▸ SELECTED PASSAGE:
============================================================
Ronald Carstetter is disabled and out of work. He says that he can't afford to pay nearly $12,000 to the New Jersey insurance company that sued him as a result of a police officer falling on a cluttered stairway at his home.
Carstetter and his wife Tammy were sued for failing to keep their stairway clean, inspect their stairway for debris, and warn guests of tripping hazards on the stairway inside their home at 250 E. Middle St.
And the court has found the Carstetters liable for $11,896 in damages, which is the cost for medical treatment and wages lost to Sgt. Kevin Wilson of the Gettysburg Police Department.
"It's just amazing how they were able to do this to me," Ronald Carstetter said. "No, I don't think it's fair. I'm on disability and I don't have the money for this."
In October of last year, Wilson responded to complaints about a domestic situation occurring in the home, according to court documents. Ronald's daughter, April Carstetter, said she was having an argument with her stepmother Tammy at that time and called the police.
Wilson responded to the scene and fell when walking down the stairs from the second floor. The lawsuit states bags were left on the stairs that caused the fall. April, though, said the stairs were unobstructed and Wilson simply lost his balance.
The police department's New Jersey- based insurance company paid out $11,896.29 for medical treatment and lost wages. Then Selective Insurance Company of America sued the Carstetters in the name of the borough to recoup these costs.
Ronald said he planned to fight the lawsuit but he failed to take the necessary legal action. As a result, the court ordered a default judgment against him on Jan.17. An attorney for the insurance company said the Carstetters failed to file a legal answer to the lawsuit, resulting in the default judgment.
The judgment was entered before the issue came before a judge.
On Monday, Ronald Carstetter said he's still waiting for a bill and doesn't know how he will afford the penalty.
Gettysburg solicitor Harry Eastman said the lawsuit was filed by the insurance company without his knowledge. But he wasn't surprised at the move. The law finds it reasonable to assume that guests, such as a police officer or mailman, will come onto private property, Eastman explained. Therefore, homeowners have a legal responsibility to maintain safe conditions, he said.
Still, members of the Carstetter family have questioned the need for the lawsuit because the borough pays to provide workers-compensation insurance for its police officers. The borough budgeted about $37,000 this year for the police department's workers-compensation insurance.
============================================================
▸ GIVEN DATA:
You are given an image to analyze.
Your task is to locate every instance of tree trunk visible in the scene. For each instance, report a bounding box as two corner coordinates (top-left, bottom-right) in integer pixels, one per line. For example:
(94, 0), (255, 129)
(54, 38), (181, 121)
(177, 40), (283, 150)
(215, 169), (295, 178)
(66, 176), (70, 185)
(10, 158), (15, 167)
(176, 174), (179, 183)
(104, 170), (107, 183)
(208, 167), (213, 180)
============================================================
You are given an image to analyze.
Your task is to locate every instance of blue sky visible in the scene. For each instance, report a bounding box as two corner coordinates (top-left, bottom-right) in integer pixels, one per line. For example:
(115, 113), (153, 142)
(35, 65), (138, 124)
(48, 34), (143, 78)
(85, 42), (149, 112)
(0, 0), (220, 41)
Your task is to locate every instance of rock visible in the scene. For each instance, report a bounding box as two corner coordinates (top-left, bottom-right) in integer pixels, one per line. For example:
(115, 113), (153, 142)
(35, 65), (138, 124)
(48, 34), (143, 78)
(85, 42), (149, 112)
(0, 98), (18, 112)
============================================================
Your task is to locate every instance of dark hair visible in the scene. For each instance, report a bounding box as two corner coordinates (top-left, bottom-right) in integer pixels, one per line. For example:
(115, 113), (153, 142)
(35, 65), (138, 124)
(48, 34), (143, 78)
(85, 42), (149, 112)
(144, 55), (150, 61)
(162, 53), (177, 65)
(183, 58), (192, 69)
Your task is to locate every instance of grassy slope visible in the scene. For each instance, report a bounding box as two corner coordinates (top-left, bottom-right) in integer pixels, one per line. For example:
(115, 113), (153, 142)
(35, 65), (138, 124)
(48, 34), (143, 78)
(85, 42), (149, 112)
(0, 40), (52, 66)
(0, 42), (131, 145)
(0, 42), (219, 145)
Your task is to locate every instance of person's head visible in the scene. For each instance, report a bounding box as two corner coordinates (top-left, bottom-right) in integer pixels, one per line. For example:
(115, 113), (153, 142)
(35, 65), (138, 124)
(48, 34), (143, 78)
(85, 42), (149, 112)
============================================================
Could you condense the paragraph of the lawsuit article that begins "Gettysburg solicitor Harry Eastman said" into a short bulleted list that keeps its main facts? These rows come from a different source than the article.

- Gettysburg solicitor Harry Eastman said the insurance company filed the lawsuit without his knowledge, but the move didn't surprise him.
- He explained that the law considers it reasonable to assume guests, such as a police officer or mailman, will come onto private property.
- So, he said, homeowners are legally responsible for keeping conditions safe.